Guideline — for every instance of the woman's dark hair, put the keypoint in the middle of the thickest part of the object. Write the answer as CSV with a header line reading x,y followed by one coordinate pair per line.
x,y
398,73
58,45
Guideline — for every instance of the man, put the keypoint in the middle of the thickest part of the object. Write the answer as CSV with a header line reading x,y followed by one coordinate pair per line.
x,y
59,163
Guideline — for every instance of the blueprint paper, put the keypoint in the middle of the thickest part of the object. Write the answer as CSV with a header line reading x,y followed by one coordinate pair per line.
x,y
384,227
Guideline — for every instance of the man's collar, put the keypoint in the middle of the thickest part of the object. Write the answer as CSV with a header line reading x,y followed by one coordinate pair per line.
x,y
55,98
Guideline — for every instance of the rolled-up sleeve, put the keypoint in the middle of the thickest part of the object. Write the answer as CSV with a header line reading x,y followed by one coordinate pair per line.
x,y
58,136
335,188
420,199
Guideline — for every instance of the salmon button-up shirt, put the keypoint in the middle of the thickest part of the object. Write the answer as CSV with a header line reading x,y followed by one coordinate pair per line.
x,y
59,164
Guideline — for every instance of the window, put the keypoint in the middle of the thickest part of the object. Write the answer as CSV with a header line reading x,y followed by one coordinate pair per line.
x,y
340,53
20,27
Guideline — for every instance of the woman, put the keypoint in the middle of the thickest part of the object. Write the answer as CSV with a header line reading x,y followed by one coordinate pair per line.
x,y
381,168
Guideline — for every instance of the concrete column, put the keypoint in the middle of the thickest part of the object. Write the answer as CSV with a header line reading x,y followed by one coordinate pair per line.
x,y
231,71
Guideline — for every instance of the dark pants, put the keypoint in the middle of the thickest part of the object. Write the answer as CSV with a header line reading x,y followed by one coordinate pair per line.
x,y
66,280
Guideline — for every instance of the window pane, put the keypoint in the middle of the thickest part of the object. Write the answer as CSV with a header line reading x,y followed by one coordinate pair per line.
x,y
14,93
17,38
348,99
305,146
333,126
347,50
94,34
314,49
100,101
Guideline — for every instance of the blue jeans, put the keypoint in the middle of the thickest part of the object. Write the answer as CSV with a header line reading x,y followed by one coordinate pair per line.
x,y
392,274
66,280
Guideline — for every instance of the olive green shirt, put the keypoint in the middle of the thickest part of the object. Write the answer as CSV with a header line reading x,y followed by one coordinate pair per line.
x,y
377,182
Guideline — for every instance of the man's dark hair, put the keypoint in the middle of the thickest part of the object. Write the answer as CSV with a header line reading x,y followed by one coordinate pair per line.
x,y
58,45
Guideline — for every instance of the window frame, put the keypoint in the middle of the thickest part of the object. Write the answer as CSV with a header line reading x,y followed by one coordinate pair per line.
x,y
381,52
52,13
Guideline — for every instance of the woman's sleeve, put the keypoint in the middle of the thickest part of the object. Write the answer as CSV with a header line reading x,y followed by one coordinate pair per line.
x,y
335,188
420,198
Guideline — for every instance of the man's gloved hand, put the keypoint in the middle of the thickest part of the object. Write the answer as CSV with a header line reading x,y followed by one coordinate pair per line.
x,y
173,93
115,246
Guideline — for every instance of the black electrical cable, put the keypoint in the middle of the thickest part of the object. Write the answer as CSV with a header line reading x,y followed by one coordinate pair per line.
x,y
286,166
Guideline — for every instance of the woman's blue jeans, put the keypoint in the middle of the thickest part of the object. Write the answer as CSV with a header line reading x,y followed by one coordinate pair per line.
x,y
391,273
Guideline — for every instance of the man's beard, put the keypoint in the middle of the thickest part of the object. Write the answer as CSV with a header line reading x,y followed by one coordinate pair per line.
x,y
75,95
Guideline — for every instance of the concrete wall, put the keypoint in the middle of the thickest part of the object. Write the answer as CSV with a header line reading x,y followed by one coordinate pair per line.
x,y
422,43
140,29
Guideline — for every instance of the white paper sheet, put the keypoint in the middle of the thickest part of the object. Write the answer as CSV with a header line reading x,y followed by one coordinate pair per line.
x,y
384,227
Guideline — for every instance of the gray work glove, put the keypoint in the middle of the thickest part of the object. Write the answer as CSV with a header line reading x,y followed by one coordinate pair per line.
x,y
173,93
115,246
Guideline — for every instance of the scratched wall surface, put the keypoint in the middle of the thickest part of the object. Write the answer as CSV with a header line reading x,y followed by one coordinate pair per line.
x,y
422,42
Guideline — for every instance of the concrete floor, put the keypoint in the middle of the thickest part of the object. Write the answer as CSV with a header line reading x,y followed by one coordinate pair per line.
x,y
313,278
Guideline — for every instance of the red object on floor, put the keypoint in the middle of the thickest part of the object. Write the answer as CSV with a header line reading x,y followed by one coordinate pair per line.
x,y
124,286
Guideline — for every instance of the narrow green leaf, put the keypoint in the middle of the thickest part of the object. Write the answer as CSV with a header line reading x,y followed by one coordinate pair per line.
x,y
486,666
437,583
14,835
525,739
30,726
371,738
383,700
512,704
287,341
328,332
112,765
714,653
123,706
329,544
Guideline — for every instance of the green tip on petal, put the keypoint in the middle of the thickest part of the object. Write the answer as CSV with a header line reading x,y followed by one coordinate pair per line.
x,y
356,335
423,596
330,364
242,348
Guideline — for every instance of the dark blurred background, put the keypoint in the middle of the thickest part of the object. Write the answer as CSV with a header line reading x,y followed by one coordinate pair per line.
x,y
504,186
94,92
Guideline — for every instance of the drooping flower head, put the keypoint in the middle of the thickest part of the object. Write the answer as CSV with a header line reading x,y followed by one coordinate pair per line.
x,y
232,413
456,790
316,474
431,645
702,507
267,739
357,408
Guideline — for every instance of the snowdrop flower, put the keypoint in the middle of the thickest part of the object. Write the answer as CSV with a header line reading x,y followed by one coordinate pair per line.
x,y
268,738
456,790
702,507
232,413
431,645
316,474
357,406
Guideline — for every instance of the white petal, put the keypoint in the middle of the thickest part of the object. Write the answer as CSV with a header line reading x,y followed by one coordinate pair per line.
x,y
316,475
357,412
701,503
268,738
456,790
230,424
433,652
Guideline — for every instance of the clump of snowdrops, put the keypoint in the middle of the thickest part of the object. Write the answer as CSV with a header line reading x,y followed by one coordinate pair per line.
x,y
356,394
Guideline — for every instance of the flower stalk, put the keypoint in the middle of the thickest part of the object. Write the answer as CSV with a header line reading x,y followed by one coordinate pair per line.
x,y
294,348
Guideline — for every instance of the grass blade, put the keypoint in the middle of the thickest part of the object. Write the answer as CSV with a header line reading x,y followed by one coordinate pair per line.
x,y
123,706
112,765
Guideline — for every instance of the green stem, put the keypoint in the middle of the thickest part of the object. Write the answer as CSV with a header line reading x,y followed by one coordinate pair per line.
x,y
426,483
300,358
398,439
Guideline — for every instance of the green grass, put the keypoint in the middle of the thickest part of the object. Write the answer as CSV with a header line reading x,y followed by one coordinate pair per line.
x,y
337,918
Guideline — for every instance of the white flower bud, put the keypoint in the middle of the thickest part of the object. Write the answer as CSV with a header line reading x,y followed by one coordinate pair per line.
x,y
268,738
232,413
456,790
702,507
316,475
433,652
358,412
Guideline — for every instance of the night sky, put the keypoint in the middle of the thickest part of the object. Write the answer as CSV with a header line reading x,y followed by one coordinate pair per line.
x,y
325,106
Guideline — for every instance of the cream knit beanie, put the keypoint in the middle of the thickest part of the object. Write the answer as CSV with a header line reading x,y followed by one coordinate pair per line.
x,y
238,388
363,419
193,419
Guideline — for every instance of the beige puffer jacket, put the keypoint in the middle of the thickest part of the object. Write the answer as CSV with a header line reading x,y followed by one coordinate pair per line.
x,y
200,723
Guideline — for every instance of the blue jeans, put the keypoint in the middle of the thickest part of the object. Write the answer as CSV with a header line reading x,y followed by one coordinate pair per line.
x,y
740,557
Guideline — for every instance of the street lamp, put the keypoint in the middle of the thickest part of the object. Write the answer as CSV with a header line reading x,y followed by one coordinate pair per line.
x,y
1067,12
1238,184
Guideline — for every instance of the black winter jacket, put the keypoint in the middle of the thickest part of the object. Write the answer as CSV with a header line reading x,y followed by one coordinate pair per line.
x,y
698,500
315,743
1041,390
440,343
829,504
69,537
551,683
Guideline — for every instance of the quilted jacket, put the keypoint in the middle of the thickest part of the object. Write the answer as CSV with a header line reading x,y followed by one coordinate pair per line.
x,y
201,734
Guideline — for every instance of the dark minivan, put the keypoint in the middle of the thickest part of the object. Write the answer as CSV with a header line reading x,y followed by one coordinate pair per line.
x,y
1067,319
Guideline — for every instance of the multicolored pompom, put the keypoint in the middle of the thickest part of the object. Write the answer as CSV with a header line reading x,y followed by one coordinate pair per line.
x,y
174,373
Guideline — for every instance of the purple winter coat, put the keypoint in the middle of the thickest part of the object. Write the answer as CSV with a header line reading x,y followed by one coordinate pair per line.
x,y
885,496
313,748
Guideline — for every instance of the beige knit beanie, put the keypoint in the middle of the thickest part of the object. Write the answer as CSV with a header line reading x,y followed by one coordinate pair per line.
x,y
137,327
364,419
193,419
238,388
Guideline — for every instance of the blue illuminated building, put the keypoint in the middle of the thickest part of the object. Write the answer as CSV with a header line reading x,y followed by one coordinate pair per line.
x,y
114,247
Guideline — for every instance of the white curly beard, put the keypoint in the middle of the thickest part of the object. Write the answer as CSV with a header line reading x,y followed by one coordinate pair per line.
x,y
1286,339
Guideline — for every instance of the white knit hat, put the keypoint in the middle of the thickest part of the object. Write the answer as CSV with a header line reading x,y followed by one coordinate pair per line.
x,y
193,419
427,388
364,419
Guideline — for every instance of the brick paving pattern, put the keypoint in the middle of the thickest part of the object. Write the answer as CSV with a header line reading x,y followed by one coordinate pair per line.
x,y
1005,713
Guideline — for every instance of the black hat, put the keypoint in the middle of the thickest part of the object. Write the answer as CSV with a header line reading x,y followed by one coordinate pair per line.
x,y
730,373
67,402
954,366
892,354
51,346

****

EXERCISE DIRECTIONS.
Give back exactly the lines from the one containing "Guideline — for every instance of the brick" to the end of the material, both ends included.

FINAL RESULT.
Guideline — for every instance of the brick paving pattern, put the keypoint in the middle of the thickest part of the object. Write the answer as CSV with a header line reading x,y followed by one coordinate pair per line.
x,y
1005,713
Guideline — for every instance of the black hat, put the keypoint in the middle of the thickest part of the object. Write the answer as CSV with a header line reading x,y followed by one coordinate pair per line.
x,y
730,373
67,402
954,366
892,354
51,346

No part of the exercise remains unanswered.